Records for pointing at objects in photos:

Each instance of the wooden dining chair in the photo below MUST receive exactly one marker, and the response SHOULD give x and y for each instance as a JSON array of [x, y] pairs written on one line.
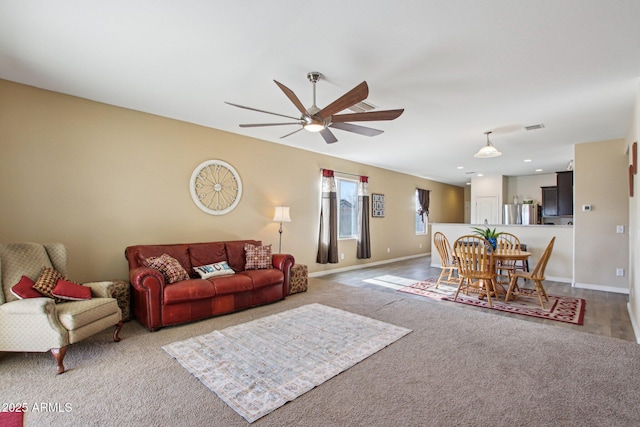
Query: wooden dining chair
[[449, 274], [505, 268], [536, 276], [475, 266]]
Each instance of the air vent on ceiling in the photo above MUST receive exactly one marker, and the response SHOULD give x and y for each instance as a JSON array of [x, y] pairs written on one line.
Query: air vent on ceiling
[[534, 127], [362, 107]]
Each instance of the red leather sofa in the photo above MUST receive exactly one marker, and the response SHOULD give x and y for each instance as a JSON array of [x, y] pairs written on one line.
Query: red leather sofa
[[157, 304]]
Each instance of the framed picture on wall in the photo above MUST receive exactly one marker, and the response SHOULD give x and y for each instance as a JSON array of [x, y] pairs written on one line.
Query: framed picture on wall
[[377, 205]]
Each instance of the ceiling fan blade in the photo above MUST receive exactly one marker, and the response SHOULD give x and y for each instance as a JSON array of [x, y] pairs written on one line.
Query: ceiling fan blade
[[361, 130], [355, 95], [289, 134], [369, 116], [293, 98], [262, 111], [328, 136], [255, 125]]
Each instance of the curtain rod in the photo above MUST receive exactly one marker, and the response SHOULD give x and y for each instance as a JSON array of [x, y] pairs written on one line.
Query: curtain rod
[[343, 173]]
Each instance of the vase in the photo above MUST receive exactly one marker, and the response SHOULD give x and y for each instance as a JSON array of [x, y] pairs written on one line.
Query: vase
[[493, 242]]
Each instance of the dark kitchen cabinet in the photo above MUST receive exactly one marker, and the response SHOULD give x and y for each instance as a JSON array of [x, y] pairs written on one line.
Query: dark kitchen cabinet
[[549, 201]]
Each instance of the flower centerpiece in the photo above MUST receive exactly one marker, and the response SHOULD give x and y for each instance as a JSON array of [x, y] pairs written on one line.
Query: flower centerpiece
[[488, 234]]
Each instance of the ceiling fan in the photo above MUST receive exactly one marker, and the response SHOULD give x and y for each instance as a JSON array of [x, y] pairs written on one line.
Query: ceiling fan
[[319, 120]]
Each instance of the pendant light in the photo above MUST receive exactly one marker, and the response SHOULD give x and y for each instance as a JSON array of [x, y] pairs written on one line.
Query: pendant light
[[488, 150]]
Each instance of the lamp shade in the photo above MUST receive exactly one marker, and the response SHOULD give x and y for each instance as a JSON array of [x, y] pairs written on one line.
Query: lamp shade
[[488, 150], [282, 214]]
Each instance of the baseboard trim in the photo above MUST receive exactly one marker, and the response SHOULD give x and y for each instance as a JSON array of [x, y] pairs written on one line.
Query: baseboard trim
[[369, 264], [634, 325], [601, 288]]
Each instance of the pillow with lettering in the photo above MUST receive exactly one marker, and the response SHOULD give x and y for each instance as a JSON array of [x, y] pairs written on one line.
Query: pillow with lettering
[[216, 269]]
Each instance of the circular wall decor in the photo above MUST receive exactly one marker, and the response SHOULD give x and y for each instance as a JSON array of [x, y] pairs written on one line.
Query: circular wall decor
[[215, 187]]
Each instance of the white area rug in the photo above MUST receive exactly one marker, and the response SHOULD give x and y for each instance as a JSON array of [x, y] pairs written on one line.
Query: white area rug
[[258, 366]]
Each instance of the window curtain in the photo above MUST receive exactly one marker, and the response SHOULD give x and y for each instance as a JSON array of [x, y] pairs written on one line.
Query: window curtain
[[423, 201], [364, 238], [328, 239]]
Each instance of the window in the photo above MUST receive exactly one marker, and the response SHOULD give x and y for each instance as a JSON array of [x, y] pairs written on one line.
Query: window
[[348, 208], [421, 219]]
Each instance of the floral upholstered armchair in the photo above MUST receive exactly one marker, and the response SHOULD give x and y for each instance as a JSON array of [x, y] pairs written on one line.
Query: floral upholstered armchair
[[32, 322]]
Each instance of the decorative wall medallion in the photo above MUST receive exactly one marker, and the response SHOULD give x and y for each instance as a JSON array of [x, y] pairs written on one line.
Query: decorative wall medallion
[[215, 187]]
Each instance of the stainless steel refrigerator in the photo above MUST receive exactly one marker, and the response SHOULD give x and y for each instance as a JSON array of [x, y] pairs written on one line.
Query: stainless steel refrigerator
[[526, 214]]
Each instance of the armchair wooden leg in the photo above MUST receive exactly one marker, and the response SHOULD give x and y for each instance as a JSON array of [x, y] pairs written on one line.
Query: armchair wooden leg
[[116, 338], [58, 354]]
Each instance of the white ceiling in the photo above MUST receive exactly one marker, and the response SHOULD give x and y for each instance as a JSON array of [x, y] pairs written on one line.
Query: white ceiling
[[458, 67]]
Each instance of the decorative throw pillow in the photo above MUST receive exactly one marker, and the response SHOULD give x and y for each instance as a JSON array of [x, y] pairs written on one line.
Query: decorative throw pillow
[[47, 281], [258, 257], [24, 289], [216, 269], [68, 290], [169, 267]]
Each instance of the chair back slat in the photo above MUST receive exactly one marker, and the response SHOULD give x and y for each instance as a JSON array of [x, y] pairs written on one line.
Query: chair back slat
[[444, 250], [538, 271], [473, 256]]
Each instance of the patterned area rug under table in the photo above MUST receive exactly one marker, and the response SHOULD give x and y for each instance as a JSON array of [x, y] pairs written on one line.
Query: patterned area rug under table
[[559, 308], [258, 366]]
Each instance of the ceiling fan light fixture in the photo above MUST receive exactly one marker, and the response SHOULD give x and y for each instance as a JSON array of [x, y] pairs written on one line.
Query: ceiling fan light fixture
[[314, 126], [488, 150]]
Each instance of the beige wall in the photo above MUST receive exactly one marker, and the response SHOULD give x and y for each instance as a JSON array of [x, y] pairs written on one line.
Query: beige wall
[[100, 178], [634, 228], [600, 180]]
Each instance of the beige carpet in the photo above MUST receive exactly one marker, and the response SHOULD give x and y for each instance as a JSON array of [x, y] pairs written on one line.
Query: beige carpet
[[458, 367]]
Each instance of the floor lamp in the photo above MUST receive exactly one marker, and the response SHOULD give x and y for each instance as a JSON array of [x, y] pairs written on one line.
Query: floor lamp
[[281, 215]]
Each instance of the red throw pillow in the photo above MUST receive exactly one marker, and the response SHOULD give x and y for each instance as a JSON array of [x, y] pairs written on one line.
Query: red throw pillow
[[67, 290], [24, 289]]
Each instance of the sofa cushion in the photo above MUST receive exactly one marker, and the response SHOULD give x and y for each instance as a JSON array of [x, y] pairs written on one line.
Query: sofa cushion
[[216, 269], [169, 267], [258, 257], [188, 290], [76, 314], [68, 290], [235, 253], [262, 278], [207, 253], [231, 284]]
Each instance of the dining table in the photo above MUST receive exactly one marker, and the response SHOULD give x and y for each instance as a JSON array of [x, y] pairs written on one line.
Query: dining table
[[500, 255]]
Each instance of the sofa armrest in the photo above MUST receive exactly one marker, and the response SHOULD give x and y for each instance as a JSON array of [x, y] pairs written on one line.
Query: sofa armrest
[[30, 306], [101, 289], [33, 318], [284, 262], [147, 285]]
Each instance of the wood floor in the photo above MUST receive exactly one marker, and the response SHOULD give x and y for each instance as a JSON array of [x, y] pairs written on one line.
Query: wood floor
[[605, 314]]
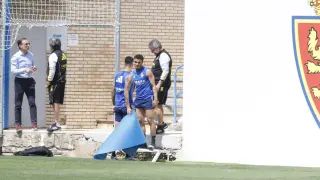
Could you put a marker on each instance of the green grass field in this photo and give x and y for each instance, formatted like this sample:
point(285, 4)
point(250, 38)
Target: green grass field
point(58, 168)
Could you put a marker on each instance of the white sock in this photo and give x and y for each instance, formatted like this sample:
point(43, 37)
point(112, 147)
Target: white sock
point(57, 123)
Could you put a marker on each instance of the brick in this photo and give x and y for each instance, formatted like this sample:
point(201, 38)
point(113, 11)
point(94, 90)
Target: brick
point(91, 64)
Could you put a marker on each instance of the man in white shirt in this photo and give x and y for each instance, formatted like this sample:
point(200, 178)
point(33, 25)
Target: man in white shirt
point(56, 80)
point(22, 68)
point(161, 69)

- [Description of the task]:
Write out unchanged the lines of the records starting with the line that contains "Each instance of the flower" and going on through the line that contains "[[488, 234]]", both included.

- [Task answer]:
Each instance of the flower centerpiece in the photo above MUST receive exactly one marker, and the response SHOULD give x and y for each instance as a JSON array of [x, y] pairs written on one line.
Query: flower centerpiece
[[488, 234]]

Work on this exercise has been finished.